EXERCISE GOAL: Could you return the data that follows exactly, minus the images?

INPUT MATERIAL:
---
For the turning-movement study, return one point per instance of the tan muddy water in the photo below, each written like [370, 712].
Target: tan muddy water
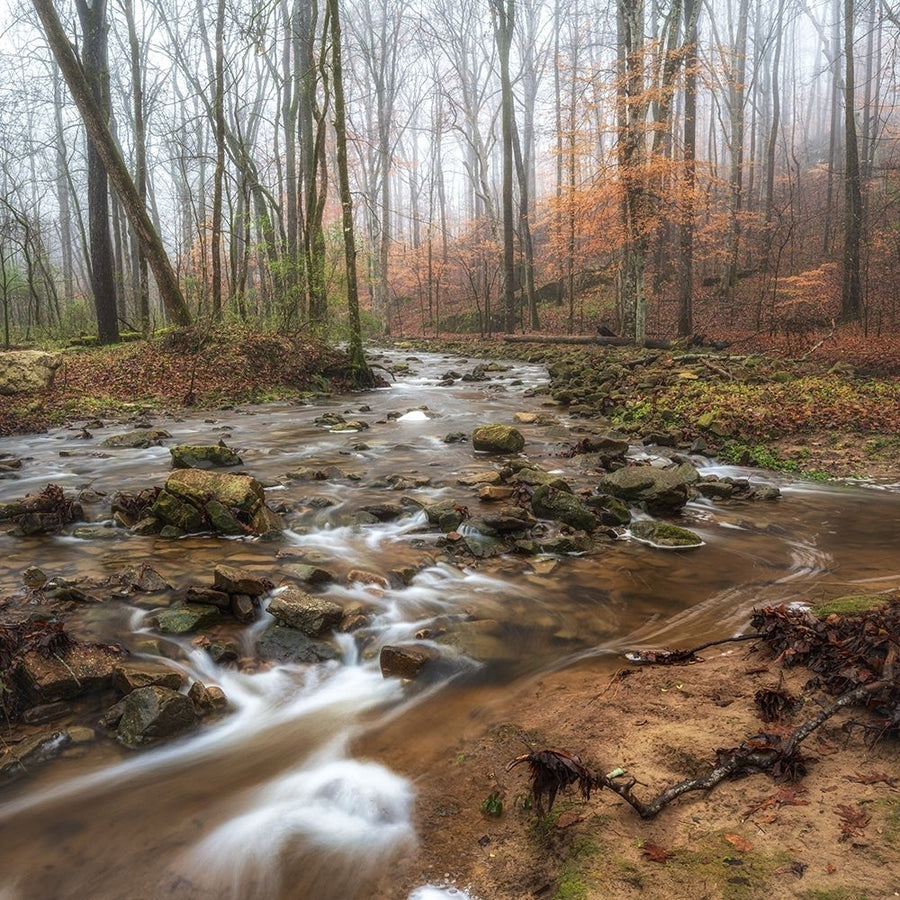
[269, 802]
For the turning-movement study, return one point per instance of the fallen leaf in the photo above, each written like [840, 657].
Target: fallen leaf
[655, 853]
[568, 818]
[872, 779]
[795, 868]
[739, 843]
[853, 820]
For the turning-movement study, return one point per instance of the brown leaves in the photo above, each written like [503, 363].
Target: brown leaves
[845, 651]
[739, 843]
[853, 820]
[786, 795]
[552, 771]
[655, 853]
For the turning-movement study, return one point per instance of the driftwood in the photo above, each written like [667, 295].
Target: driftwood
[554, 770]
[585, 339]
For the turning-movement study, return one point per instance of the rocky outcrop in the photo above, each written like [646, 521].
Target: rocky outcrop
[497, 439]
[662, 534]
[150, 714]
[194, 500]
[47, 513]
[308, 614]
[562, 506]
[24, 371]
[202, 456]
[659, 489]
[138, 439]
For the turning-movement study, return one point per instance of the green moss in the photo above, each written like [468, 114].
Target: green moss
[833, 894]
[850, 604]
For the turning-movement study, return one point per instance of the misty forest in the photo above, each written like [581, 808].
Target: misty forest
[653, 168]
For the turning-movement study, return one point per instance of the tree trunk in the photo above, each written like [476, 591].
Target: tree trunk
[503, 15]
[360, 373]
[851, 294]
[101, 140]
[95, 71]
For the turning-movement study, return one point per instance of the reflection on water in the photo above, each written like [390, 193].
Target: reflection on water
[268, 802]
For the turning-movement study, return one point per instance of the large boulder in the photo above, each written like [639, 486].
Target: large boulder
[78, 670]
[23, 371]
[202, 456]
[311, 615]
[659, 489]
[282, 644]
[139, 439]
[196, 500]
[561, 506]
[497, 439]
[152, 713]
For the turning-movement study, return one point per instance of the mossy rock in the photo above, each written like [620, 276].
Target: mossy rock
[663, 535]
[850, 605]
[498, 439]
[195, 456]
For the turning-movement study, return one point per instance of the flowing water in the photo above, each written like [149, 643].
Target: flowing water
[270, 801]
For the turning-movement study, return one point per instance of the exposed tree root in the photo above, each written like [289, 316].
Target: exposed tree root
[555, 770]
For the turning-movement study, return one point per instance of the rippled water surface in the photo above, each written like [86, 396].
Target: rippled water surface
[270, 802]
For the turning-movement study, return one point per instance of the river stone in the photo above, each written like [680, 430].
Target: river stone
[198, 486]
[81, 669]
[308, 614]
[478, 478]
[282, 644]
[609, 510]
[666, 489]
[152, 713]
[308, 574]
[561, 506]
[240, 581]
[139, 439]
[223, 519]
[20, 758]
[177, 513]
[497, 439]
[130, 676]
[661, 534]
[503, 520]
[243, 608]
[23, 371]
[406, 662]
[494, 493]
[202, 456]
[531, 475]
[206, 698]
[186, 619]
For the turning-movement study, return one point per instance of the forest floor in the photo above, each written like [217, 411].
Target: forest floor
---
RESPONSE TO THE TASK:
For the turning-movement study, return one point per instance of the tan muddy water in the photo below, each written like [370, 712].
Target: tan muddy water
[269, 802]
For the turning-movement study, return one point per instance of the fallen leaf in the photo above, each written like [840, 657].
Target: fallen leaf
[655, 853]
[568, 818]
[872, 779]
[795, 868]
[739, 843]
[853, 820]
For the turning-movement study, return one point per instance of the brown leaves in the photo above, each written like [503, 363].
Target: brown leaves
[845, 651]
[739, 843]
[853, 820]
[786, 795]
[552, 771]
[655, 853]
For the turning-movement study, return one point per instance of the driftwood in the photo above, each written like [667, 295].
Target: driftwood
[554, 770]
[585, 339]
For the turning-movement study, return one point per instance of the rocky outcrop in the photo above, each written like [646, 521].
Target: rocky outcrop
[497, 439]
[662, 534]
[150, 714]
[194, 500]
[47, 513]
[308, 614]
[562, 506]
[24, 371]
[202, 456]
[659, 489]
[138, 439]
For the turning-movement study, return one point per instance of the green moss in the photo above, each written like [468, 114].
Target: green moss
[833, 894]
[850, 604]
For the turning-movement study, return one point per instance of the misty forest in the photo above, each written like [581, 808].
Target: misty forest
[653, 168]
For the turning-movement study, return one point per instance of the tree trunk in the photo above, each written like [476, 591].
Target: tree trunk
[503, 15]
[360, 373]
[851, 294]
[101, 140]
[95, 71]
For the turning-movement study, return one point per instance of the reflection on water in the photo above, each written like [390, 193].
Target: reflection on water
[268, 802]
For the turning-movement study, return one point per instance of the large boulder in the photo above, each written like [639, 486].
Target: large boulder
[78, 670]
[23, 371]
[202, 456]
[311, 615]
[659, 489]
[282, 644]
[139, 439]
[196, 500]
[561, 506]
[497, 439]
[152, 713]
For the turning-movement study, return one point per instance of the mossy rock in the photo above, each written like [620, 276].
Target: mossy rock
[663, 535]
[850, 605]
[498, 439]
[195, 456]
For the turning-movement study, return one point per instance of the flowing water in the photo above, each written like [149, 643].
Target: flowing water
[270, 801]
For the turning-movement study, return one point per instance of the exposed tree root in the photo above, each written like [289, 316].
Target: exposed tree root
[555, 770]
For the turning-movement study, return one point per instance of the rippled water surface in the photo above, each written like [86, 396].
Target: rippled water surface
[270, 802]
For the turning-movement study, return one point per instance of the river stone in the photo above, each written like [680, 430].
Target: river stone
[198, 486]
[81, 669]
[308, 614]
[478, 478]
[282, 644]
[609, 510]
[666, 489]
[152, 713]
[308, 574]
[561, 506]
[240, 581]
[139, 439]
[223, 519]
[20, 758]
[177, 513]
[497, 439]
[130, 676]
[661, 534]
[503, 520]
[243, 608]
[23, 371]
[406, 662]
[494, 493]
[202, 456]
[531, 475]
[206, 698]
[186, 619]
For the turning-movement study, return one point per instance of the forest floor in the photo above, each written like [217, 411].
Target: forest floor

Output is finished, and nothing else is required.